GIVEN TEXT ::
==================================================

As a new year begins, many people will be assessing their goals – and for some, those dreams will include first-time home ownership.
If you’re hoping to get on the property ladder this year and buy your first place of your own, then there are things you need to start thinking about now.
Home ownership is no easy feat, as house prices have soared while wages have stayed stagnant, forcing more people to rent at higher sums than a mortgage.
Stamp duty took a break until June 2021, which allowed some first-time buyers to take advantage, but it’s now back. With house prices as they are and hefty deposits required, as well as a pandemic that has made work more precarious, it’s no wonder home ownership feels like a pipe dream for so many.
But it’s still on the horizon for some people. And if that’s you, there are steps to take this year to put yourself in a better financial position by the end of it.
We spoke to Makala Green, 34, a chartered financial planner, about how to get your ducks in a row on the way to home ownership.

==================================================

DATA FOR ANALYSIS ::
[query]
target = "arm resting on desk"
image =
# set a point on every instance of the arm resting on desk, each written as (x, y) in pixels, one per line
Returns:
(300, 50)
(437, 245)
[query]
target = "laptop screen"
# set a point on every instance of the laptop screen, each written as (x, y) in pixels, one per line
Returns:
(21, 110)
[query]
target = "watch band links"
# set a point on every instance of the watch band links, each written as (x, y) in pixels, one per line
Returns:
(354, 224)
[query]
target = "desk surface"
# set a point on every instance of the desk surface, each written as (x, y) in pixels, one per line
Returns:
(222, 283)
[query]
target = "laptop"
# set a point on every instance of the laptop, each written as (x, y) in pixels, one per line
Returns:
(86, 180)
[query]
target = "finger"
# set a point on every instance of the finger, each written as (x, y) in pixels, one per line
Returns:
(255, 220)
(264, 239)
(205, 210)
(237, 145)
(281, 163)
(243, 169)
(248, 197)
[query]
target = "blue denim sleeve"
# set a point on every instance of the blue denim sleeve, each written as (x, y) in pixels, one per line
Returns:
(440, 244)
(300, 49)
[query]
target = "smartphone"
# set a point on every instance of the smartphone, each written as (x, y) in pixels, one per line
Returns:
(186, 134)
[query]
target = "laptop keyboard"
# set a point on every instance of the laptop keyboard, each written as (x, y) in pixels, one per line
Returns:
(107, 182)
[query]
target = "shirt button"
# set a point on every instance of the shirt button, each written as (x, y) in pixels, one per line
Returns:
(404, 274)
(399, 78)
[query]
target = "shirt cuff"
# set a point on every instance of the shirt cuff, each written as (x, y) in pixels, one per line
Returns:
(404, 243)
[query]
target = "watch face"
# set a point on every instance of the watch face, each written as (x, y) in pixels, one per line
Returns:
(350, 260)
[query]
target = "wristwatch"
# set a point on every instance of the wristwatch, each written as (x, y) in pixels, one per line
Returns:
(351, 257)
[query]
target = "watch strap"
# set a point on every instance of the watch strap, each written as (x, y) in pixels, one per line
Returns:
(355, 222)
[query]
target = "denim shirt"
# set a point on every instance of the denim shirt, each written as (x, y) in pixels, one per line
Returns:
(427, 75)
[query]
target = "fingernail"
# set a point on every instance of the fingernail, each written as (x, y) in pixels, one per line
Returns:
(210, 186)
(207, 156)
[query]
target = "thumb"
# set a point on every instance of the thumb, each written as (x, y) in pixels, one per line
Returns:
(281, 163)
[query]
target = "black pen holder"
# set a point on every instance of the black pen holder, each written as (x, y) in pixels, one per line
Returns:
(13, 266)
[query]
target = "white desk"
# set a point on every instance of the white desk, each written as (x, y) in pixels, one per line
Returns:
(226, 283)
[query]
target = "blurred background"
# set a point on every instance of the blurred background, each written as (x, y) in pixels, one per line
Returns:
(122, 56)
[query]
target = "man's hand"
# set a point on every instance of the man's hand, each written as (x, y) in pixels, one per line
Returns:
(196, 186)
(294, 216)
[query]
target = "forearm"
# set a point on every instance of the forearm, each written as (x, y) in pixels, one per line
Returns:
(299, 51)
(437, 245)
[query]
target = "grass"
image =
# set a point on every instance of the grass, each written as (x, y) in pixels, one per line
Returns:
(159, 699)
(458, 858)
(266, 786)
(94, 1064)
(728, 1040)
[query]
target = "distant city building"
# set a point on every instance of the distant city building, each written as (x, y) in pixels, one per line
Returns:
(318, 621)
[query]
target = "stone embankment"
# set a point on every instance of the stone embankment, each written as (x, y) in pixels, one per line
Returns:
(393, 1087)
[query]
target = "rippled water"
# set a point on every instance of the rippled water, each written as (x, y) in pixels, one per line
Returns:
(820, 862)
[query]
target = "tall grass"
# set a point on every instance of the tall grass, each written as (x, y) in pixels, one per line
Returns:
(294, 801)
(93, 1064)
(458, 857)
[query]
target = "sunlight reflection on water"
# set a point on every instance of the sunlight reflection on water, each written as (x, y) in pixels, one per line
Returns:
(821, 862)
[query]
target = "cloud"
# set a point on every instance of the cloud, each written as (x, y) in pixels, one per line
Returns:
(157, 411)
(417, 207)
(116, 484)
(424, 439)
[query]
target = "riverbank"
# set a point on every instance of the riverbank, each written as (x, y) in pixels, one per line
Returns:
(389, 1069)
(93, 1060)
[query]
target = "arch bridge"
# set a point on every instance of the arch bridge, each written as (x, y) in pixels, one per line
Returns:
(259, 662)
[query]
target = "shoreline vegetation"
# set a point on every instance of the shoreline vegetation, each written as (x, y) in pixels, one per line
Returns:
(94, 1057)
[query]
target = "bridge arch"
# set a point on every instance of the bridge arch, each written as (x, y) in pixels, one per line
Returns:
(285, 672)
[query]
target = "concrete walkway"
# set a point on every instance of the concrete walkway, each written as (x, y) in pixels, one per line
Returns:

==================================================

TASK TO CARRY OUT :: Swap "pipe dream" for "distant hope" in the text on home ownership and write that part out again, beginning at the words "Home ownership is" and stopping after "to home ownership.". None of the items have any bearing on this exercise.

EXERCISE SOLUTION ::
Home ownership is no easy feat, as house prices have soared while wages have stayed stagnant, forcing more people to rent at higher sums than a mortgage.
Stamp duty took a break until June 2021, which allowed some first-time buyers to take advantage, but it’s now back. With house prices as they are and hefty deposits required, as well as a pandemic that has made work more precarious, it’s no wonder home ownership feels like a distant hope for so many.
But it’s still on the horizon for some people. And if that’s you, there are steps to take this year to put yourself in a better financial position by the end of it.
We spoke to Makala Green, 34, a chartered financial planner, about how to get your ducks in a row on the way to home ownership.